Excerpts from a dataset:
···

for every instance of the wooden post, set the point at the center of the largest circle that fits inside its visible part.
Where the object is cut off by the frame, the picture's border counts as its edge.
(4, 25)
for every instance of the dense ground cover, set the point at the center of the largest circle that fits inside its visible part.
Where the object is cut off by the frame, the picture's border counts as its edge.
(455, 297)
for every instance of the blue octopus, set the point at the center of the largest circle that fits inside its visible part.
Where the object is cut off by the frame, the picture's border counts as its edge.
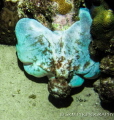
(62, 56)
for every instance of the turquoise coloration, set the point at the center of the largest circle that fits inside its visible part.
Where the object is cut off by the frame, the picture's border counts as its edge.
(57, 54)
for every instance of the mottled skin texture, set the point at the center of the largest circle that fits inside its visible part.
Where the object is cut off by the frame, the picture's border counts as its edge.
(62, 56)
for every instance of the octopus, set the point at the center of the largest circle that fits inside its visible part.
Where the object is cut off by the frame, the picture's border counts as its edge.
(62, 56)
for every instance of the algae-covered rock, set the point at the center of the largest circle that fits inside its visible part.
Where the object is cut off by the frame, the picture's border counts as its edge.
(105, 89)
(107, 65)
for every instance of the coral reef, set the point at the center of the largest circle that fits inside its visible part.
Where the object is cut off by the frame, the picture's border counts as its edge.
(48, 53)
(103, 23)
(102, 46)
(105, 88)
(63, 6)
(45, 11)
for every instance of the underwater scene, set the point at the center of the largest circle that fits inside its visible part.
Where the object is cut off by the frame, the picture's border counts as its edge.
(56, 60)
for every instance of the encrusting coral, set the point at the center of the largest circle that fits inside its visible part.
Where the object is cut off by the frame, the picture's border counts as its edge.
(47, 53)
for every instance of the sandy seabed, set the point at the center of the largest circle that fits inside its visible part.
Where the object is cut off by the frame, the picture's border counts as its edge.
(24, 97)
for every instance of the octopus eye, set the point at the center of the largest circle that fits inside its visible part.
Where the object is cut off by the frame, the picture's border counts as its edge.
(59, 88)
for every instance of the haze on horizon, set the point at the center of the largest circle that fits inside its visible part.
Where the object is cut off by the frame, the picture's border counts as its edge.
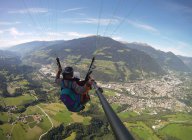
(165, 25)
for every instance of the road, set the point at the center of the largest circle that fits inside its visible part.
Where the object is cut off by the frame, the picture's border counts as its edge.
(49, 120)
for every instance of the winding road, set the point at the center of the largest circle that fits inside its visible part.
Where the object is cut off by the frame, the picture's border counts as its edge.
(49, 120)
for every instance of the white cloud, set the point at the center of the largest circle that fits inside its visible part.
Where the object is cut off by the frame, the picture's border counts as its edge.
(72, 9)
(142, 26)
(9, 23)
(27, 37)
(178, 48)
(92, 21)
(179, 7)
(29, 10)
(76, 34)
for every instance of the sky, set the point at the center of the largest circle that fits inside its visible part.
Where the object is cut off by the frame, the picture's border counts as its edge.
(163, 24)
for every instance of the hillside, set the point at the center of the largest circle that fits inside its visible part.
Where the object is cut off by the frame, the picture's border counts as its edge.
(166, 60)
(187, 61)
(115, 61)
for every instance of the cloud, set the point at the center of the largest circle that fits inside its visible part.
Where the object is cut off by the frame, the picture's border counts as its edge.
(177, 47)
(94, 21)
(142, 26)
(27, 37)
(9, 23)
(67, 35)
(29, 10)
(72, 9)
(179, 6)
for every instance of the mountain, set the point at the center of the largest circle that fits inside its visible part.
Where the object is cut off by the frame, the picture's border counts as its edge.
(31, 46)
(8, 54)
(8, 58)
(166, 60)
(187, 61)
(113, 59)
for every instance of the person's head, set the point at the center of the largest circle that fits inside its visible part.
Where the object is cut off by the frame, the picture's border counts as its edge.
(68, 73)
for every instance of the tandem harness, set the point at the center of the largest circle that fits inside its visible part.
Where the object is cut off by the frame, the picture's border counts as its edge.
(70, 98)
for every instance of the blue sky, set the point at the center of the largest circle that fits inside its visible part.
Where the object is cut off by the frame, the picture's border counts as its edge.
(163, 24)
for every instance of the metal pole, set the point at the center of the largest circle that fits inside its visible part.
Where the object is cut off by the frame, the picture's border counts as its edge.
(117, 126)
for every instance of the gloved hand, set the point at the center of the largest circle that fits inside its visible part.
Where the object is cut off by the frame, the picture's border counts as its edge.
(90, 82)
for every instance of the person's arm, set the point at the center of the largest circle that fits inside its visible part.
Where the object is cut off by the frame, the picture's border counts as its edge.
(57, 78)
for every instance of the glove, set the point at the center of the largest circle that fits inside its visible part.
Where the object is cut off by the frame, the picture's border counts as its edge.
(90, 82)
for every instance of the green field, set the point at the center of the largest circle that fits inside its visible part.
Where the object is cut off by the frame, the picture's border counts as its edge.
(141, 131)
(177, 131)
(20, 100)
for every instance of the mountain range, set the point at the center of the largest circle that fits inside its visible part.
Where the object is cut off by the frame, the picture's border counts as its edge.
(116, 61)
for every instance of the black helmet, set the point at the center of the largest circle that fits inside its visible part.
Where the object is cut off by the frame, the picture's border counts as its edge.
(68, 71)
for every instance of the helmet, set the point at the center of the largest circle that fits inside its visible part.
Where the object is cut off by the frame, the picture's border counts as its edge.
(68, 71)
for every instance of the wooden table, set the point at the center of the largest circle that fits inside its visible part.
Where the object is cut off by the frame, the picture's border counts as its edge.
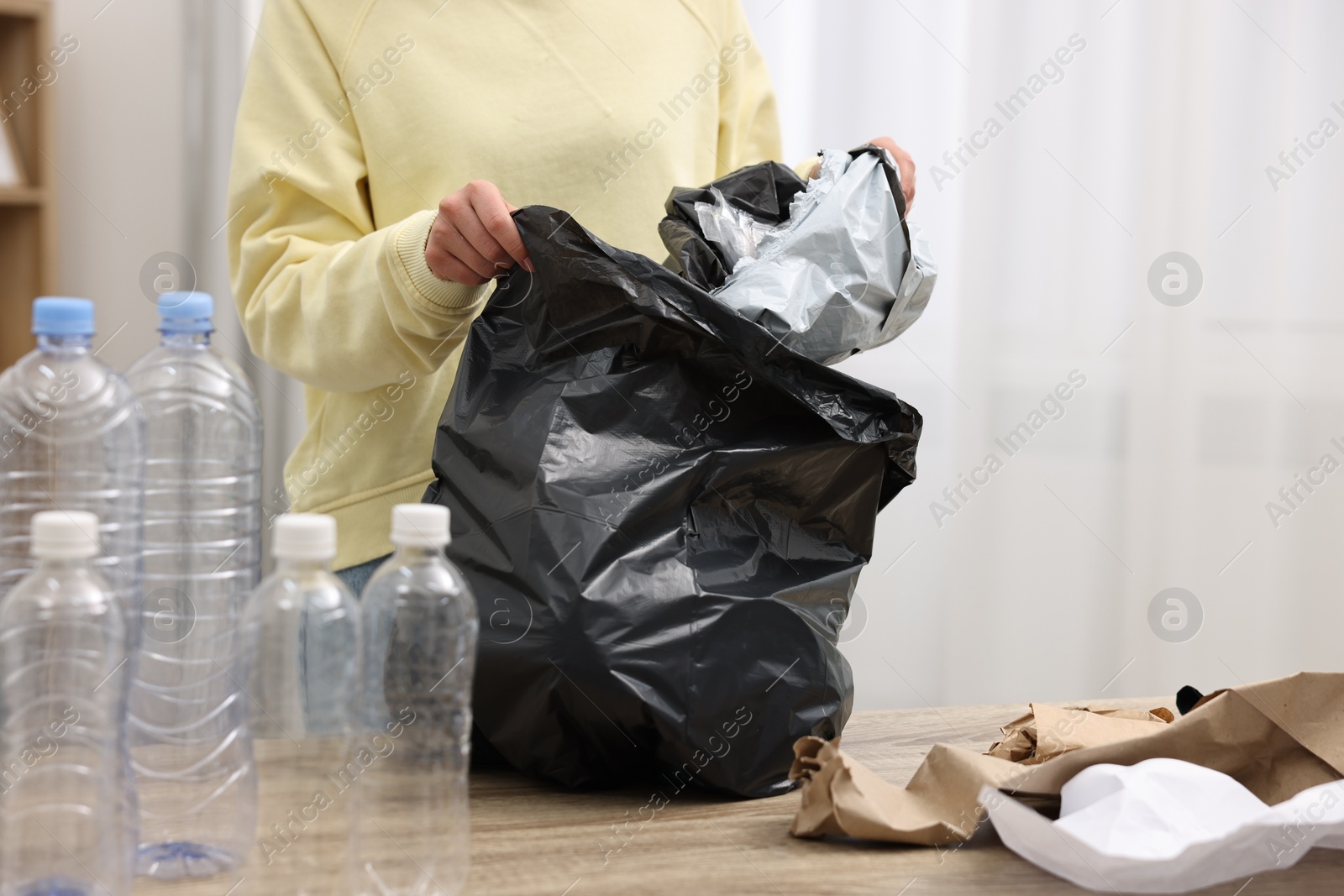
(534, 840)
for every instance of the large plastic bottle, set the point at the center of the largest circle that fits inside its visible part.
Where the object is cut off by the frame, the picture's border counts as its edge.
(73, 438)
(188, 736)
(64, 815)
(413, 829)
(302, 633)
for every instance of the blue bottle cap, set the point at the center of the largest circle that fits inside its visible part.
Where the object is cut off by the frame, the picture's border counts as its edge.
(186, 312)
(60, 316)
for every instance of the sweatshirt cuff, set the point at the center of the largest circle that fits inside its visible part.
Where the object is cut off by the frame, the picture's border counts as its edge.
(441, 295)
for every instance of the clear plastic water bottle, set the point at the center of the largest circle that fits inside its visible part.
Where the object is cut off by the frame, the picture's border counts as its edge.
(73, 438)
(302, 634)
(413, 828)
(62, 638)
(188, 738)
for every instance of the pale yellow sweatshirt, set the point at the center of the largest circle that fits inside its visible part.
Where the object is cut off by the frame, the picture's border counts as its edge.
(358, 116)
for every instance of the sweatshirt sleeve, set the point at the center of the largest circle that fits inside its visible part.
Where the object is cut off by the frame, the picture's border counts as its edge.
(323, 295)
(749, 123)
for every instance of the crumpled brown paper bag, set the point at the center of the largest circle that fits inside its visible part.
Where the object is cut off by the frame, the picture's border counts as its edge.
(1046, 732)
(1277, 738)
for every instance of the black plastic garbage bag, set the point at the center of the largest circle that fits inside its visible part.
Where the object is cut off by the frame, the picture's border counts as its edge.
(663, 513)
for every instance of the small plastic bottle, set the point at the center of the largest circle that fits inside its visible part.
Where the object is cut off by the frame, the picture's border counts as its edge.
(413, 828)
(187, 734)
(64, 819)
(302, 633)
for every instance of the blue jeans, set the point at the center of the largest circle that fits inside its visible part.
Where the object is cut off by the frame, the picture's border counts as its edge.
(356, 577)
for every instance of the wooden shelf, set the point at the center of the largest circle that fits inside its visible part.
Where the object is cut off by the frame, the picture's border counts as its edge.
(27, 219)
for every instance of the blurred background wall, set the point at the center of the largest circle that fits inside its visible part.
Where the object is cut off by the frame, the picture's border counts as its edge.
(1189, 411)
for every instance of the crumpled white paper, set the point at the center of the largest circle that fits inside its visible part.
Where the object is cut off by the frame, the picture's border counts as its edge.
(839, 277)
(1166, 826)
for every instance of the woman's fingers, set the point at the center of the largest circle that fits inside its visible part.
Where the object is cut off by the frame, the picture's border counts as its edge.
(492, 212)
(905, 164)
(474, 237)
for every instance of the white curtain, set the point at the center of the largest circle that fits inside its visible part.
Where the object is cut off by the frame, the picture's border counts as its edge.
(1153, 137)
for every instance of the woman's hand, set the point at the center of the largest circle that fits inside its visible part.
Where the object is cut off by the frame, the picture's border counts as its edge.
(905, 164)
(475, 239)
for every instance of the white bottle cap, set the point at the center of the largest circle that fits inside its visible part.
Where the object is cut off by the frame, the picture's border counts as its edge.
(304, 537)
(65, 535)
(421, 526)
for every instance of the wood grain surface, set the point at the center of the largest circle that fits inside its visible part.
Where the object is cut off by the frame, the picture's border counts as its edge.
(530, 839)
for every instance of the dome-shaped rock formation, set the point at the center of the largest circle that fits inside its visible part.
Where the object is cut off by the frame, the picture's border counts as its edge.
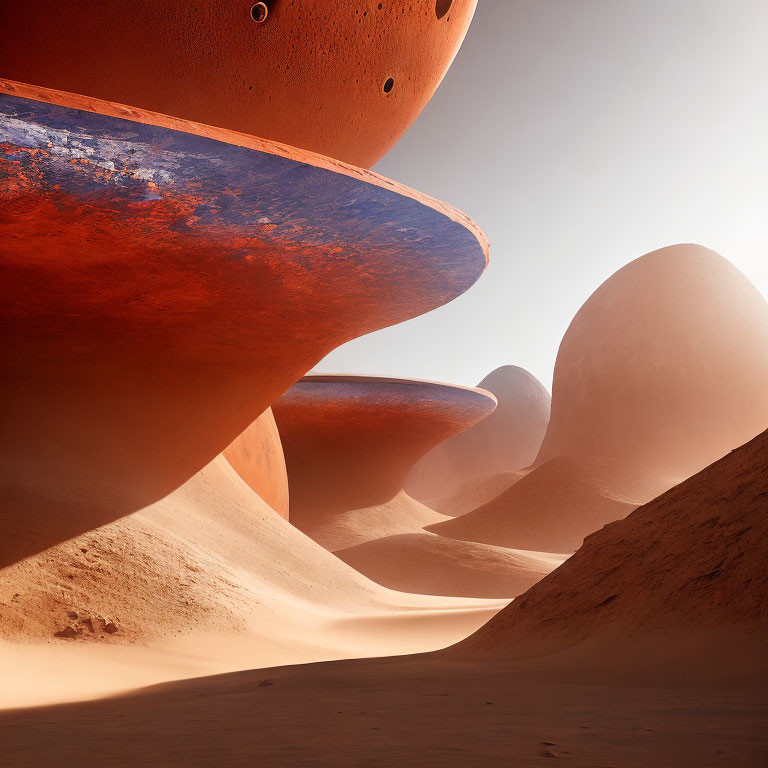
(508, 440)
(350, 442)
(665, 365)
(662, 371)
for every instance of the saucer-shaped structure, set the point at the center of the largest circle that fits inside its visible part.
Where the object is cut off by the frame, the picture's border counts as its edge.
(343, 78)
(350, 442)
(164, 282)
(506, 441)
(665, 365)
(257, 456)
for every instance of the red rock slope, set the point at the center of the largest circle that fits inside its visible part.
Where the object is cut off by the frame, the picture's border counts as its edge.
(686, 570)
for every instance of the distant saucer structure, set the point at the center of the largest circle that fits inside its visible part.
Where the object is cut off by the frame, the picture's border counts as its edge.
(344, 78)
(350, 442)
(506, 441)
(164, 282)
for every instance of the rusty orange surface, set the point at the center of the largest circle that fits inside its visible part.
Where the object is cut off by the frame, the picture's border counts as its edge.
(350, 441)
(344, 78)
(162, 286)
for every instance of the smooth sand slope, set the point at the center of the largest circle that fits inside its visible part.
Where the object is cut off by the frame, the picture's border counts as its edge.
(662, 371)
(208, 579)
(507, 440)
(475, 492)
(428, 564)
(257, 456)
(292, 79)
(164, 282)
(654, 631)
(349, 443)
(553, 507)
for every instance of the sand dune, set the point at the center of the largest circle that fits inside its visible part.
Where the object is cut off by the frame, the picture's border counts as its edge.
(473, 493)
(683, 575)
(349, 443)
(206, 580)
(505, 441)
(402, 514)
(553, 507)
(428, 564)
(647, 647)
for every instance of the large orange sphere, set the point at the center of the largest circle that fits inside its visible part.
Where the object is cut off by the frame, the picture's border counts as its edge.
(344, 78)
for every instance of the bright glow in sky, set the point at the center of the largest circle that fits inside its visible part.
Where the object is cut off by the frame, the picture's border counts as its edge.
(581, 134)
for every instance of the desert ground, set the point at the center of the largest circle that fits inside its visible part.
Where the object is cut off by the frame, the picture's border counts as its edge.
(212, 553)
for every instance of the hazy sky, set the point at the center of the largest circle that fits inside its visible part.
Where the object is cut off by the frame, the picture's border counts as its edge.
(581, 134)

···

What the task requires: Reproduce, word for word and in full, only the lines above that start at the line with "for every instance of the sweatshirt cuff, set" and run through the line with "for every instance of the small", both ends included.

Task response:
for every instance of the sweatshirt cuff, set the point at the center of the largest circle that fits inside its visible part.
Where the object is cut off by the frame, the picture's border counts as its edge.
(441, 295)
for every instance of the clear plastic water bottle, set the point at the center of the largest circle that fits inside its visible part.
Where the object is cut off by the frame, the picture's border counts as its edge.
(73, 438)
(302, 634)
(413, 828)
(62, 638)
(188, 738)
for every instance of the pale yellow sweatshirt, set the point at the center of the largest circle that fits inside its visible part.
Where the object is cut off by the frame, the picture's border counts as its edge.
(358, 116)
for every instance of the sweatshirt sleeve, set the point at the center of the largest circle that fits inside its visible part.
Where the object is cut off by the frame, the picture's border counts as its edge.
(323, 295)
(749, 123)
for every instance of the crumpled brown paper bag, set the point at the center of the largest circle that fits inside its visible part.
Where the object is cut off by the frame, the picture's border counts as its edge.
(1046, 732)
(1277, 738)
for every instance of the black plastic garbage bag, set the point at the center of the largest circle that fits inside its visible part.
Where the object is cut off by the frame, the picture's border counts as its edge.
(663, 513)
for every instance of the small plastic bottle, set the point at the center of the largest circle that fits inside its visible part.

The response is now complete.